#### AIM
Reproduce every one of the rows below word for word, in the same order.

#### DATA LISTING
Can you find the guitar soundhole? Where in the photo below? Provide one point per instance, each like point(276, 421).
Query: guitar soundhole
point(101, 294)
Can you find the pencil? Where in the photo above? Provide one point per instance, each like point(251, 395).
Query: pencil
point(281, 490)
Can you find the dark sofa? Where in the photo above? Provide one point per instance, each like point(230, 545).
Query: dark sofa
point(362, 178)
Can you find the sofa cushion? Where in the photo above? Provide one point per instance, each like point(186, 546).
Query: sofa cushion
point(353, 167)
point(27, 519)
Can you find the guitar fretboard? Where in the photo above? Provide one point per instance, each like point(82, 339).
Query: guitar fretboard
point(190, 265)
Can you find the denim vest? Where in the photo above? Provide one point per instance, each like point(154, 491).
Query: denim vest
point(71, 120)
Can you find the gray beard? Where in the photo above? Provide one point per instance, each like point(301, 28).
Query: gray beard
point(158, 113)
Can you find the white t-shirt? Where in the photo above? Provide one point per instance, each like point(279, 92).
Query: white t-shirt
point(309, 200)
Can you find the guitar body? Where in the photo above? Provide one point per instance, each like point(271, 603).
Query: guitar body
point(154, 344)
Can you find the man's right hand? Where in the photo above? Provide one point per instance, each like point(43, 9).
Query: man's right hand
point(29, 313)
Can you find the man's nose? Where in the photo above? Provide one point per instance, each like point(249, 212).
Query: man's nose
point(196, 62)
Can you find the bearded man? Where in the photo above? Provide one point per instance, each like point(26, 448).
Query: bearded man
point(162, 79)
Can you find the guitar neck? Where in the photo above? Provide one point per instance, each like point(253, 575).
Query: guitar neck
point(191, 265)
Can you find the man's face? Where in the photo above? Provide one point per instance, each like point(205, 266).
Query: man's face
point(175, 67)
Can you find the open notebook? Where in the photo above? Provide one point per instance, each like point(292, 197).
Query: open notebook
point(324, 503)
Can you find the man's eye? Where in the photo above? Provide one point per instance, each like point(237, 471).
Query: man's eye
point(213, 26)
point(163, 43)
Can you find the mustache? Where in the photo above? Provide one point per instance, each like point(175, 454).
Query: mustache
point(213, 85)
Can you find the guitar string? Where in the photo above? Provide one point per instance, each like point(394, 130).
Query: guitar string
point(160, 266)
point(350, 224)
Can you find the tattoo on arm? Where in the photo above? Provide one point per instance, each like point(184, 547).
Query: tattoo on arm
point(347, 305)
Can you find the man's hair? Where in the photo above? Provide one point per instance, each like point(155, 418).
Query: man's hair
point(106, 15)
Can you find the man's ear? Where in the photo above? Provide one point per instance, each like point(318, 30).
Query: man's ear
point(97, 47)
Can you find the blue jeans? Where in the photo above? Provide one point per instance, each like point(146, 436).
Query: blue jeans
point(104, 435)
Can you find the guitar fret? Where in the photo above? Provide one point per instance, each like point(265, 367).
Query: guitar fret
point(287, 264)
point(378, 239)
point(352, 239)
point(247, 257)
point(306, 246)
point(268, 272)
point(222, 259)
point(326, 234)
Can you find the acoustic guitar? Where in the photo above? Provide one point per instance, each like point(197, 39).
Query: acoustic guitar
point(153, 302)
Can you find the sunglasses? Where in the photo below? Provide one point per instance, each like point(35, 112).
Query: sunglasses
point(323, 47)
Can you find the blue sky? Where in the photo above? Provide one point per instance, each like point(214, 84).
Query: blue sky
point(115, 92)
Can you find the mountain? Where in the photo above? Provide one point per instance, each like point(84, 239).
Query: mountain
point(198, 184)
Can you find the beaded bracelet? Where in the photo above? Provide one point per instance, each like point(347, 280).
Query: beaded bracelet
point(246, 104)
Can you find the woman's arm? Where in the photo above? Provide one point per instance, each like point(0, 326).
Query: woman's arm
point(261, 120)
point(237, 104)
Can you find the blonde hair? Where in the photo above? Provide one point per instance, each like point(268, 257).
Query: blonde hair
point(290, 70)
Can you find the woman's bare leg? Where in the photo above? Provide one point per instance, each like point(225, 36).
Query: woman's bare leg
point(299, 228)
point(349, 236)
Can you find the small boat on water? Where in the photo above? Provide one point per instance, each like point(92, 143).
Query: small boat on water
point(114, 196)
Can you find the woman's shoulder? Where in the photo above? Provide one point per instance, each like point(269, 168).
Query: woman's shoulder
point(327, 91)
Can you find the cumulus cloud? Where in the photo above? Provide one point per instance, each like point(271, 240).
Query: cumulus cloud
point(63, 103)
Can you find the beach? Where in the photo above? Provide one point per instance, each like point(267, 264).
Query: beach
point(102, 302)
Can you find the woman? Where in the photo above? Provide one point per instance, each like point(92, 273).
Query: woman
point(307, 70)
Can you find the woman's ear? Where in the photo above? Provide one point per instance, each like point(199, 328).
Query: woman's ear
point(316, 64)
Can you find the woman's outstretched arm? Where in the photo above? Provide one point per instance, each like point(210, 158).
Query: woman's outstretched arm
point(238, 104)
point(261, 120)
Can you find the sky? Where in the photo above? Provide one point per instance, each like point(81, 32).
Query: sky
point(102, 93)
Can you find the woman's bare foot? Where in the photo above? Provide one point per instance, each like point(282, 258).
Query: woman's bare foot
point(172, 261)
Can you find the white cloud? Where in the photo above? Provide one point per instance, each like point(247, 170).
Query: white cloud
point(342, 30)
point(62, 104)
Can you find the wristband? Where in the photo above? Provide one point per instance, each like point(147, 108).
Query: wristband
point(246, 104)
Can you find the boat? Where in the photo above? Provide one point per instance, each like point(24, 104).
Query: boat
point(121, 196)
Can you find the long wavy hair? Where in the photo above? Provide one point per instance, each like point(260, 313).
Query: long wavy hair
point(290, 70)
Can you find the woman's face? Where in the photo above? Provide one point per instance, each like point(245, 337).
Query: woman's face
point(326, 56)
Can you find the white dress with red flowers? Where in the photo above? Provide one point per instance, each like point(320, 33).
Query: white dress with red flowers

#### ANSWER FOR THE TASK
Can you find the guitar soundhole? Where in the photo below? Provide one point per instance, each like point(276, 421).
Query: guitar soundhole
point(101, 294)
Can you find the pencil? Where in the photo above? Provide one point per instance, each like point(251, 395).
Query: pencil
point(281, 490)
Can you find the dark sofa? Where in the photo above? Provide one point per instance, each like point(230, 545).
Query: dark sofa
point(362, 178)
Can you find the sofa cushion? Where in the photo above? Provide one point per instance, each like point(186, 546).
Query: sofa cushion
point(353, 167)
point(27, 519)
Can you find the guitar fretboard? Where in the photo above? Provide one point per instance, each like point(82, 339).
Query: guitar fretboard
point(190, 265)
Can you find the denim vest? Where in the photo above? Provide one point per instance, each like point(154, 491).
Query: denim vest
point(71, 120)
Can you find the gray beard? Where in the photo above? Provide one point per instance, each like point(301, 28).
Query: gray beard
point(158, 113)
Can you find the white t-shirt? Where in the photo above? Provide one point per instance, each like point(279, 92).
Query: white t-shirt
point(309, 200)
Can you find the guitar body? Where in the photo above? Provide one point per instance, each like point(271, 603).
Query: guitar body
point(154, 344)
Can you find the man's right hand? Where in the photo above? Provide one point per instance, each like point(43, 9).
Query: man's right hand
point(29, 313)
Can you find the man's nose? Where in the photo above? Provide one point per instance, each like point(249, 212).
Query: man's nose
point(196, 62)
Can you find the bearded man? Where in the photo above? Provide one point per instance, each like point(26, 448).
Query: bearded man
point(162, 79)
Can you find the guitar neck? Where in the photo above? Provide one point per instance, each like point(253, 575).
Query: guitar neck
point(191, 265)
Can you find the man's face? Where in the photo above? Provide one point per instance, each like point(205, 266).
Query: man's face
point(175, 67)
Can you find the open notebook? Where in the photo above? Provide one point per instance, each like point(292, 197).
Query: open notebook
point(324, 503)
Can you find the man's eye? Where in the photo above? Provide one point per instance, each like point(237, 471).
Query: man's eye
point(213, 26)
point(163, 43)
Can you find the mustache? Where in the photo above? Provide one point per instance, each like point(175, 454).
Query: mustache
point(213, 85)
Can you find the guitar string? Where in the photo above? Provide one point per instance, each like point(394, 130).
Query: guitar string
point(160, 266)
point(350, 224)
Can you find the tattoo on arm? Where in the photo above? Provide one point per instance, each like point(184, 547).
Query: tattoo on arm
point(347, 305)
Can you find the man's hair? Where in the photo above? Provide one point per instance, each like point(155, 418).
Query: man's hair
point(106, 15)
Can you find the man's ear? Where in the photo above? Provide one point per instance, each like point(318, 30).
Query: man's ear
point(97, 47)
Can you find the blue jeans? Where in the photo above? Provide one point per instance, each like point(146, 436).
Query: blue jeans
point(104, 435)
Can you find the guitar fret? Where in the photo above? Provide one point per instance, each like point(265, 367).
Query: guitar fret
point(287, 264)
point(378, 239)
point(352, 239)
point(247, 257)
point(306, 246)
point(268, 272)
point(222, 259)
point(326, 234)
Can you find the acoustic guitar? Where in the photo above? Provide one point per instance, each like point(197, 39).
Query: acoustic guitar
point(153, 302)
Can you find the sunglasses? Where in the photo below? Provide one point per instance, each like point(35, 112).
Query: sunglasses
point(323, 47)
Can you find the blue sky? Where in the photo above? Provide one point per instance, each like point(214, 84).
Query: blue sky
point(115, 92)
Can you find the mountain? Where in the photo above? Provide one point per instance, each like point(84, 239).
Query: mountain
point(198, 184)
Can you find the beaded bracelet? Where in the photo above? Provide one point per instance, each like point(347, 280).
Query: beaded bracelet
point(246, 104)
Can you find the woman's arm? Where in the photo above? Provide one point per instance, each like point(0, 326).
Query: woman's arm
point(261, 120)
point(237, 104)
Can you find the blonde hair? Where in the photo above? Provide one point per instance, each like point(268, 257).
Query: blonde hair
point(290, 70)
Can you find the woman's bare leg? Where in the photo above? Provide one point per instance, each like point(225, 36).
Query: woman's bare leg
point(299, 228)
point(349, 236)
Can you find the small boat on water? Where in the photo above? Provide one point per instance, each like point(92, 143).
Query: small boat on water
point(114, 196)
Can you find the woman's shoulder? Where in the photo above? Provide one point per instance, each like point(269, 168).
Query: woman's shoulder
point(327, 91)
Can you find the cumulus cloud? Where in the photo above? Provide one point per instance, each like point(271, 240).
Query: cumulus cloud
point(63, 103)
Can you find the beach? Where in the photo above? Provide one point per instance, each like point(267, 264).
Query: beach
point(102, 302)
Can you find the woman? Where in the photo above? Provide one point per instance, each like point(92, 273).
Query: woman
point(307, 70)
Can you find the woman's ear? Where in the photo above? Provide one point per instance, each like point(199, 328).
Query: woman's ear
point(316, 64)
Can you find the woman's outstretched arm? Where in the photo above? Provide one point per instance, each like point(210, 158).
Query: woman's outstretched arm
point(238, 104)
point(261, 120)
Can you find the sky? Where in the photo above? Provide one point per instance, each like point(81, 32).
Query: sky
point(102, 93)
Can you find the woman's bare foot? Where in the photo above? Provide one point per instance, each like point(282, 258).
Query: woman's bare foot
point(172, 261)
Can you find the white cloud? Where in the photo above? Provide one point per instance, each like point(247, 170).
Query: white cloud
point(342, 30)
point(62, 104)
Can you find the wristband? Where in the photo above? Provide one point per instance, each like point(147, 108).
Query: wristband
point(246, 104)
Can you find the boat? Where in the photo above? Provide one point per instance, each like point(24, 104).
Query: boat
point(121, 196)
Can you find the long wavy hair? Where in the photo above? Provide one point per instance, each like point(260, 313).
Query: long wavy hair
point(290, 70)
Can you find the woman's face? Where in the photo above? Provide one point per instance, each like point(245, 337).
Query: woman's face
point(326, 56)
Can you find the white dress with red flowers? Where in the photo above? Provide one point per instance, each like point(320, 33).
Query: white dress with red flowers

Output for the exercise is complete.